* Work item
Filter the listing below, copying every line in which the word "like" appears.
--- Exercise input ---
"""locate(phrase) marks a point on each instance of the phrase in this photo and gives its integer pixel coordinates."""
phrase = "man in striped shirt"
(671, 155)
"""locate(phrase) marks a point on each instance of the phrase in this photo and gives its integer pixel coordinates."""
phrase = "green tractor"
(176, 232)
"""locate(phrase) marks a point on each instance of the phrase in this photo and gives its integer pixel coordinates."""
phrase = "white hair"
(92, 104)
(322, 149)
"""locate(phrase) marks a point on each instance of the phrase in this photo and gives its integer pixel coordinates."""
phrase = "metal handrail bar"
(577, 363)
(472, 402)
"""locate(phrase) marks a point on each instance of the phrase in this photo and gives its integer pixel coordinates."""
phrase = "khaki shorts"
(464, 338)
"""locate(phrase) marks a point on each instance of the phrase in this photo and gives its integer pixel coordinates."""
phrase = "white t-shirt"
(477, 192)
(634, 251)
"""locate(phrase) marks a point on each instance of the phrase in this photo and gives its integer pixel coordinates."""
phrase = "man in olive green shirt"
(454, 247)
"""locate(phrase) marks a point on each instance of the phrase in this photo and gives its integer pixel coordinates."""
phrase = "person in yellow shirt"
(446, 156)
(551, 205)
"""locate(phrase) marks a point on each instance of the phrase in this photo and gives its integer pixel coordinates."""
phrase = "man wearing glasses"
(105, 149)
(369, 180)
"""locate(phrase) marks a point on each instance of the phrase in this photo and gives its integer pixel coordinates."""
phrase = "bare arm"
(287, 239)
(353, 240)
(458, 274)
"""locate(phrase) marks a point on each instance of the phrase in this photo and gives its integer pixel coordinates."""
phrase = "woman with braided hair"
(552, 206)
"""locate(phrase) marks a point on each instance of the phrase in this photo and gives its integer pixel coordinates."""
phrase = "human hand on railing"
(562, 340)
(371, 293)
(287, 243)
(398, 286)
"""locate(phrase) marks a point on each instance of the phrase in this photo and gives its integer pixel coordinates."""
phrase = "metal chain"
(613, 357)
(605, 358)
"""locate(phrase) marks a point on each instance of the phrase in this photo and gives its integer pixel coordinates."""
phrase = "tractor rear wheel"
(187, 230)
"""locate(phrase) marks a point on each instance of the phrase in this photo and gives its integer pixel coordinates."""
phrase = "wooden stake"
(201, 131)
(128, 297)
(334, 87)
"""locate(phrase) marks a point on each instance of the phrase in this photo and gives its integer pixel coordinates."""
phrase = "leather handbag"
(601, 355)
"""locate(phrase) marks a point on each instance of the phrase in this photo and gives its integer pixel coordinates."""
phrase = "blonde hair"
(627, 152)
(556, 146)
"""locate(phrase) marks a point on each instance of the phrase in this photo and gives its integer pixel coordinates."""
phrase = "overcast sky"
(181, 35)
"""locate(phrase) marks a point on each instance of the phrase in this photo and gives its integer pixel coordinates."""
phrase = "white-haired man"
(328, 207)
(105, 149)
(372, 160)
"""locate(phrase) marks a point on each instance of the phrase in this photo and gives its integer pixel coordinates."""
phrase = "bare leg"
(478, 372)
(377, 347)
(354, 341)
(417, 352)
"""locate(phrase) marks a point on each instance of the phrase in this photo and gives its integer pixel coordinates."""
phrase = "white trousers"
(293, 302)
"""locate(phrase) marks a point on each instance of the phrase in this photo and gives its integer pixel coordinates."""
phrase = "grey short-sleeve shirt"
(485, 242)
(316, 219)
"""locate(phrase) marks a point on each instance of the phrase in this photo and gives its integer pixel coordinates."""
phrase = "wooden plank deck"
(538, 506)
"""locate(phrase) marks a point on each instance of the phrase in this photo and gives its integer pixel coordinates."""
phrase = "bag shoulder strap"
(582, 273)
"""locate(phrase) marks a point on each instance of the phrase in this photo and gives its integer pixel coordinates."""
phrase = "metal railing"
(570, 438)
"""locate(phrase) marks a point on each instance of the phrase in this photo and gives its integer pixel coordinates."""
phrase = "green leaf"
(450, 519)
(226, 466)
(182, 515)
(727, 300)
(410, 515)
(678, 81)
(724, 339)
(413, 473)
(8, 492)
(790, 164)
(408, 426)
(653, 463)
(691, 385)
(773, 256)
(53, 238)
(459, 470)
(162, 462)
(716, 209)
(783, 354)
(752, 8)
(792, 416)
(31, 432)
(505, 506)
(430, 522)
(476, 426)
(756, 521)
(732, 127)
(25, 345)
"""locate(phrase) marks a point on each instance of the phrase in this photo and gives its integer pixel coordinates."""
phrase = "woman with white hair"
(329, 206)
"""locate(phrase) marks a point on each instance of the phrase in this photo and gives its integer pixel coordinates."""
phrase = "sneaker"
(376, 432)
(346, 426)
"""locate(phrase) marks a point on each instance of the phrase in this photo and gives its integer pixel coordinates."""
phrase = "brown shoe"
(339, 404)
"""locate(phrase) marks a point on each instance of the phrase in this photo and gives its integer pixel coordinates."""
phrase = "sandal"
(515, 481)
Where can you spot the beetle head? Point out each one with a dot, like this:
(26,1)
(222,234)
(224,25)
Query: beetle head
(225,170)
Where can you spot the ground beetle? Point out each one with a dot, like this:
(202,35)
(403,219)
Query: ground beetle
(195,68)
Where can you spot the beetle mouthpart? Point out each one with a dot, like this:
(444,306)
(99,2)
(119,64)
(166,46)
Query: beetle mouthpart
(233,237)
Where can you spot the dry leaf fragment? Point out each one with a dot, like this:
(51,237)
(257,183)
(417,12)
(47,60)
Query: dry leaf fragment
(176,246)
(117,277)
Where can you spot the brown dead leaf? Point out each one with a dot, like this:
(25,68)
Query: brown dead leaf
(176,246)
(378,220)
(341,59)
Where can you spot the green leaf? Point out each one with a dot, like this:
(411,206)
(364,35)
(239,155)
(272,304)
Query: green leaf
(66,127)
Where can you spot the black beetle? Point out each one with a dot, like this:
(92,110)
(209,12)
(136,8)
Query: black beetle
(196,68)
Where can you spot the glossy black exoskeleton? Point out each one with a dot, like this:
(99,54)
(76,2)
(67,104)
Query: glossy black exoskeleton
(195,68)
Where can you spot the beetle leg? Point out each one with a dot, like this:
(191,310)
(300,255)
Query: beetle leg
---
* Output
Where can you spot the beetle head? Point out each one with a dot, like this:
Where can you spot the ground beetle? Point out each one with a dot, like this:
Where can you spot the beetle mouthpart? Point out each one with a dot, like this:
Where can you spot the dry leaf fragment? Point out each one with a dot, like this:
Where can you spot the brown dead leaf? Point out each one with a dot, like this:
Where can you spot the green leaf? Point out each one with a dot, like this:
Where can you spot the black beetle? Point out each one with a dot, like this:
Where can you spot the glossy black exoskeleton? Point out each one with a dot, like this:
Where can you spot the beetle leg? Point out each one with a dot, like this:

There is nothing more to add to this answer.